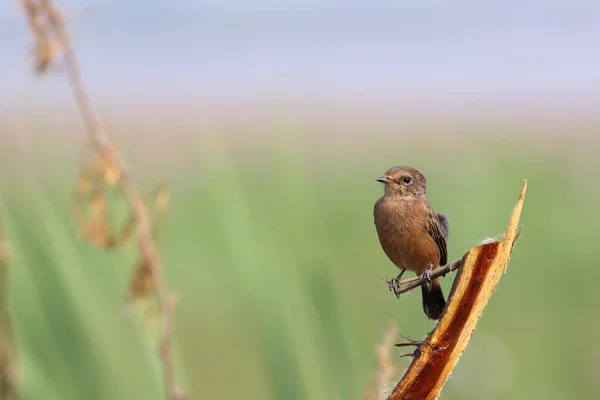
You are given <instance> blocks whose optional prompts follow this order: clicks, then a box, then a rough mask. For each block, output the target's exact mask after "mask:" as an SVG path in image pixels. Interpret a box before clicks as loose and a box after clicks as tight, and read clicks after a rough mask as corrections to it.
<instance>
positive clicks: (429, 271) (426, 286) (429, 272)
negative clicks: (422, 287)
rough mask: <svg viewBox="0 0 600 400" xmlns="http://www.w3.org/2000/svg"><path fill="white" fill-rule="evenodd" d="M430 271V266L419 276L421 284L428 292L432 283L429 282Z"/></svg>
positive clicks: (429, 278)
mask: <svg viewBox="0 0 600 400" xmlns="http://www.w3.org/2000/svg"><path fill="white" fill-rule="evenodd" d="M431 269H432V266H431V265H430V266H429V268H427V269H426V270H425V271H423V273H422V274H421V284H422V285H423V286H425V287H426V288H427V289H428V290H431V286H432V281H431Z"/></svg>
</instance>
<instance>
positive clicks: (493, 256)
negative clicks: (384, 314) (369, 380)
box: [388, 181, 527, 400]
mask: <svg viewBox="0 0 600 400" xmlns="http://www.w3.org/2000/svg"><path fill="white" fill-rule="evenodd" d="M526 190H527V181H525V182H524V183H523V188H522V190H521V195H520V196H519V200H518V201H517V204H516V205H515V207H514V209H513V212H512V215H511V218H510V222H509V224H508V228H507V229H506V233H505V234H504V238H503V239H502V240H500V241H496V242H492V243H487V244H484V245H481V246H479V247H476V248H473V249H471V250H469V251H468V252H467V254H465V256H464V257H463V259H462V261H463V263H462V264H463V265H462V267H461V268H460V269H459V272H458V274H457V276H456V279H455V281H454V284H453V286H452V291H451V292H450V295H449V297H448V305H447V306H446V309H445V311H444V314H443V315H442V318H441V319H440V321H439V322H438V324H437V325H436V326H435V328H434V329H433V331H431V333H429V335H428V336H427V338H426V339H425V341H424V342H423V343H422V344H420V345H419V346H418V348H417V350H416V351H415V353H414V358H413V361H412V363H411V364H410V366H409V368H408V370H407V371H406V373H405V374H404V376H403V377H402V379H401V380H400V382H398V384H397V385H396V387H395V388H394V390H393V391H392V393H391V394H390V396H389V397H388V400H406V399H411V400H429V399H436V398H438V396H439V395H440V393H441V391H442V388H443V387H444V384H445V383H446V380H447V379H448V376H449V375H450V373H451V372H452V370H453V369H454V367H455V366H456V363H457V362H458V359H459V357H460V356H461V355H462V353H463V352H464V350H465V348H466V347H467V344H468V342H469V340H470V338H471V334H472V333H473V331H474V330H475V326H476V325H477V321H478V320H479V317H480V316H481V313H482V312H483V309H484V308H485V306H486V305H487V303H488V301H489V299H490V297H491V296H492V293H493V292H494V289H495V288H496V285H497V284H498V282H499V280H500V277H501V276H502V274H503V273H504V271H505V270H506V266H507V263H508V260H509V258H510V254H511V252H512V249H513V245H514V242H515V240H516V239H517V238H518V236H519V234H518V233H517V225H518V223H519V217H520V216H521V210H522V208H523V200H524V198H525V191H526ZM411 281H412V280H411ZM411 284H412V283H411ZM419 284H420V283H418V282H417V286H419Z"/></svg>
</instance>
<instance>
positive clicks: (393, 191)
mask: <svg viewBox="0 0 600 400" xmlns="http://www.w3.org/2000/svg"><path fill="white" fill-rule="evenodd" d="M377 181H378V182H382V183H383V184H385V194H386V196H388V195H397V196H398V195H399V196H419V195H422V194H425V190H426V187H427V180H425V177H424V176H423V174H421V173H420V172H419V171H417V170H416V169H414V168H411V167H405V166H401V167H392V168H390V169H388V170H387V171H385V175H383V176H380V177H379V178H377Z"/></svg>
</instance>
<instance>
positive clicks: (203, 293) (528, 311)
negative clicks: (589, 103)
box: [0, 123, 600, 400]
mask: <svg viewBox="0 0 600 400" xmlns="http://www.w3.org/2000/svg"><path fill="white" fill-rule="evenodd" d="M40 125H43V129H42V128H40V127H38V129H42V130H43V132H42V133H43V134H44V136H45V139H43V138H42V137H41V136H36V137H35V138H33V139H31V140H30V141H29V146H33V147H35V149H36V150H35V151H34V152H33V153H34V154H35V165H31V162H30V160H29V161H28V159H27V157H20V156H19V155H18V154H15V153H14V152H11V153H10V154H8V153H9V152H8V151H7V150H6V149H8V148H10V146H7V147H5V152H4V153H6V154H5V155H6V157H5V158H3V160H4V161H3V162H2V164H3V167H2V171H1V172H0V176H1V179H2V192H3V193H2V194H3V197H4V203H5V204H4V206H5V214H6V216H5V218H6V225H7V235H8V237H9V239H10V242H11V246H12V264H11V271H10V282H9V288H10V300H11V303H10V304H11V312H12V315H13V319H14V323H15V329H16V336H17V340H18V342H17V344H18V354H19V361H20V364H21V370H22V386H21V391H22V394H23V398H24V399H44V400H54V399H57V400H58V399H60V400H70V399H160V398H161V393H162V392H161V389H160V377H159V374H158V365H157V361H156V358H155V356H154V348H155V347H154V345H155V340H156V335H154V334H153V332H154V330H153V328H151V327H150V328H146V327H145V326H144V320H143V317H142V311H143V310H138V311H137V312H136V313H134V316H133V317H131V316H128V315H129V314H128V313H127V312H125V311H124V309H123V297H124V294H125V292H126V287H127V283H128V277H129V275H130V273H131V268H132V266H133V265H134V262H135V249H134V248H133V246H127V247H126V248H124V249H120V250H118V251H115V252H110V253H108V252H105V251H102V250H99V249H97V248H94V247H92V246H91V245H89V244H87V243H85V242H84V241H82V240H81V239H80V238H79V237H78V235H77V233H76V230H75V227H74V226H73V223H72V221H71V220H70V219H69V217H68V210H69V207H70V201H71V196H72V193H73V190H74V185H75V180H76V177H77V172H78V170H77V169H78V165H79V164H78V157H79V156H78V155H74V154H76V153H77V152H78V150H76V151H73V148H69V149H67V148H61V145H49V143H50V142H52V137H53V129H54V127H53V125H52V124H51V123H50V124H40ZM56 129H57V128H56ZM189 129H190V133H189V135H188V136H189V137H190V138H192V140H191V141H190V142H189V146H188V147H187V148H185V149H181V151H182V153H183V152H184V153H185V157H182V158H185V159H182V160H179V162H170V164H169V166H168V167H166V166H165V171H166V172H165V174H163V175H161V176H159V174H155V173H147V172H146V173H145V172H144V169H143V168H141V167H138V168H137V169H134V175H136V176H138V177H139V181H140V182H142V189H144V190H145V191H147V192H149V191H150V189H151V186H150V184H149V182H158V181H159V180H161V179H164V178H166V179H167V180H168V181H169V182H170V184H171V188H172V196H173V202H172V208H171V210H170V218H169V219H168V221H167V222H166V224H164V225H163V226H161V227H160V229H159V236H158V242H159V246H160V250H161V252H162V257H163V262H164V265H165V267H166V273H167V276H168V281H169V285H170V287H171V288H172V289H173V290H174V291H175V292H176V293H177V294H178V297H179V299H180V303H179V305H178V306H177V308H176V346H175V353H176V356H177V367H178V374H179V376H181V377H182V379H183V382H182V383H183V386H184V387H185V388H186V390H187V391H188V393H189V394H190V398H192V399H231V398H242V397H243V398H246V399H260V400H263V399H264V400H269V399H277V400H279V399H286V400H294V399H298V400H300V399H329V400H333V399H350V398H354V399H361V398H362V395H363V393H364V390H365V389H366V387H367V386H368V384H369V383H370V378H371V374H372V373H373V372H374V367H375V362H374V361H375V360H374V348H375V345H376V344H377V343H379V342H380V340H381V336H382V333H383V330H384V329H385V327H386V325H387V323H388V321H390V320H394V321H395V322H397V324H398V326H399V327H400V331H401V332H402V333H404V334H406V335H409V336H411V337H415V338H420V337H423V336H424V335H425V334H426V333H427V332H428V331H429V330H430V329H431V328H432V327H433V323H432V322H431V321H428V320H427V319H426V318H425V316H424V315H423V313H422V310H421V304H420V301H421V300H420V296H419V295H418V293H411V294H409V295H406V296H404V297H402V298H401V299H400V300H397V299H396V298H395V296H393V294H391V293H390V292H389V291H388V289H387V286H386V285H385V284H384V283H383V282H382V281H381V279H380V278H382V277H392V276H394V275H396V272H397V271H396V270H395V267H394V266H393V265H392V264H391V263H390V262H389V261H388V259H387V258H386V257H385V255H384V253H383V251H382V250H381V248H380V246H379V243H378V241H377V235H376V233H375V229H374V226H373V218H372V207H373V204H374V202H375V201H376V199H377V198H378V197H379V196H381V193H382V187H381V186H380V184H378V183H377V182H375V180H374V178H375V177H377V176H379V175H381V173H383V172H384V171H385V170H386V169H387V168H388V167H390V166H392V165H399V164H400V165H411V166H414V167H416V168H418V169H419V170H420V171H421V172H423V173H424V174H425V176H426V177H427V179H428V194H429V197H430V198H431V200H432V202H433V204H434V205H435V206H436V208H437V209H438V211H440V212H445V213H447V214H448V216H449V219H450V241H449V258H450V259H456V258H459V257H461V256H462V255H463V254H464V252H465V251H466V250H467V249H469V248H471V247H474V246H476V245H477V244H478V243H479V241H480V240H482V239H484V238H485V237H487V236H495V235H498V234H501V233H502V232H503V231H504V228H505V226H506V223H507V222H508V217H509V215H510V212H511V210H512V207H513V205H514V203H515V202H516V200H517V197H518V194H519V191H520V188H521V184H522V181H523V179H528V180H529V188H528V193H527V197H526V200H525V206H524V210H523V214H522V218H521V226H522V228H523V230H522V236H521V238H520V239H519V240H518V242H517V244H516V245H515V249H514V252H513V255H512V258H511V261H510V263H509V267H508V271H507V273H506V274H505V276H504V277H503V278H502V280H501V281H500V284H499V287H498V289H497V291H496V293H495V294H494V296H493V297H492V299H491V302H490V304H489V305H488V307H487V308H486V310H485V312H484V314H483V316H482V318H481V320H480V323H479V325H478V327H477V329H476V331H475V333H474V335H473V339H472V341H471V343H470V344H469V346H468V347H467V350H466V352H465V354H464V355H463V357H462V358H461V359H460V361H459V363H458V366H457V368H456V369H455V371H454V373H453V374H452V376H451V377H450V380H449V382H448V384H447V386H446V388H445V390H444V392H443V394H442V397H441V398H442V399H445V400H452V399H461V400H468V399H518V400H520V399H593V398H598V397H600V381H599V380H598V376H600V344H598V343H597V340H595V338H597V337H600V311H599V310H600V308H599V306H600V300H599V297H598V288H597V285H598V281H599V280H600V269H599V268H598V256H597V248H598V244H597V238H598V232H597V227H598V226H599V225H600V210H599V207H598V205H599V204H600V189H599V187H598V173H599V172H600V168H599V165H600V163H599V162H598V161H597V158H596V157H597V156H596V151H595V150H590V148H591V146H596V145H595V143H593V141H589V140H588V139H586V138H581V137H580V138H575V139H556V138H552V137H544V135H533V136H532V135H530V132H528V131H525V130H524V131H523V132H510V135H508V134H507V135H505V134H503V133H502V130H501V129H498V130H497V131H498V132H499V133H498V134H495V135H494V134H491V133H490V134H489V135H487V136H486V135H480V136H477V137H473V138H460V139H457V140H453V139H452V138H443V139H440V141H439V142H438V141H436V140H432V138H431V137H429V136H420V135H418V134H416V133H415V132H406V131H402V130H399V131H398V132H397V133H396V134H395V135H393V136H392V135H386V136H378V137H377V139H376V140H375V139H374V140H373V141H372V142H370V144H368V145H361V146H349V145H348V144H347V143H344V142H343V140H342V141H340V142H338V143H337V145H332V146H331V147H330V148H327V149H323V148H320V149H318V150H317V149H315V148H313V147H312V145H311V144H310V143H311V142H310V140H308V139H306V138H305V137H303V136H302V134H301V133H299V131H298V130H297V129H295V128H294V127H293V126H289V125H286V124H285V123H280V124H278V123H275V124H273V125H272V126H270V128H269V129H270V131H269V132H268V135H267V137H269V138H268V139H263V140H264V143H263V145H261V146H256V145H255V146H248V147H245V146H243V145H238V146H231V143H230V142H229V141H228V140H226V139H224V138H223V137H222V135H220V133H219V132H218V131H217V130H215V131H213V132H200V130H195V129H194V128H193V127H190V128H189ZM40 135H41V134H40ZM409 135H410V136H409ZM5 140H9V141H10V139H6V138H5ZM337 140H340V139H337ZM349 140H350V139H349ZM61 143H62V144H64V143H65V142H64V141H63V142H61ZM167 143H168V142H167ZM234 147H235V148H234ZM594 148H595V149H596V150H597V149H598V147H597V146H596V147H594ZM126 149H127V151H126V154H125V157H126V158H128V157H133V158H134V159H135V157H141V158H143V157H142V156H140V154H143V153H144V142H143V141H141V142H139V145H138V146H134V145H128V146H126ZM17 153H18V152H17ZM136 154H137V155H136ZM147 161H148V160H147ZM20 163H25V164H27V165H21V164H20ZM148 164H152V165H153V168H152V170H153V171H157V170H160V169H161V167H160V164H161V160H160V159H158V160H149V162H148ZM156 164H158V166H157V165H156ZM453 278H454V276H452V277H451V278H446V279H444V281H443V286H444V291H445V293H446V294H448V292H449V290H450V285H451V280H452V279H453ZM399 341H401V339H400V338H399ZM394 352H395V354H397V355H399V354H401V353H402V350H399V351H396V350H394ZM396 360H397V363H398V365H400V366H402V367H403V368H404V367H406V366H408V363H409V360H408V359H406V358H404V359H399V358H396Z"/></svg>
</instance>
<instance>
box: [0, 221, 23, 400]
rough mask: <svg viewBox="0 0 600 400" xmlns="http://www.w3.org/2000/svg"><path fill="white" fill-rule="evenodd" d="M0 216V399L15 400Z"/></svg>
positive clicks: (10, 333)
mask: <svg viewBox="0 0 600 400" xmlns="http://www.w3.org/2000/svg"><path fill="white" fill-rule="evenodd" d="M2 222H3V221H2V216H1V215H0V399H1V400H17V399H18V398H19V395H18V387H17V380H16V376H17V372H16V369H17V368H16V356H15V342H14V335H13V331H12V325H11V319H10V313H9V309H8V244H7V242H6V238H5V235H4V227H3V223H2Z"/></svg>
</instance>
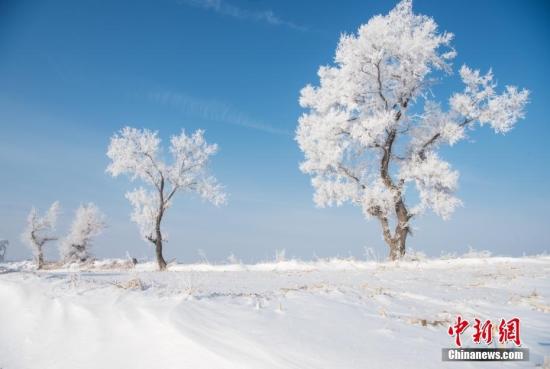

### EXERCISE DETAILS
Print nothing except the lines from the one with "positive clicks: (10, 333)" through the last line of the listing, exactly as written and with pictures removed.

### REPLY TO THE EXERCISE
positive clicks: (10, 333)
mask: <svg viewBox="0 0 600 400" xmlns="http://www.w3.org/2000/svg"><path fill="white" fill-rule="evenodd" d="M2 222H3V221H2V216H1V215H0V399H1V400H17V399H18V398H19V395H18V387H17V380H16V376H17V372H16V369H17V368H16V356H15V342H14V335H13V331H12V325H11V319H10V313H9V309H8V244H7V242H6V238H5V235H4V227H3V223H2Z"/></svg>
</instance>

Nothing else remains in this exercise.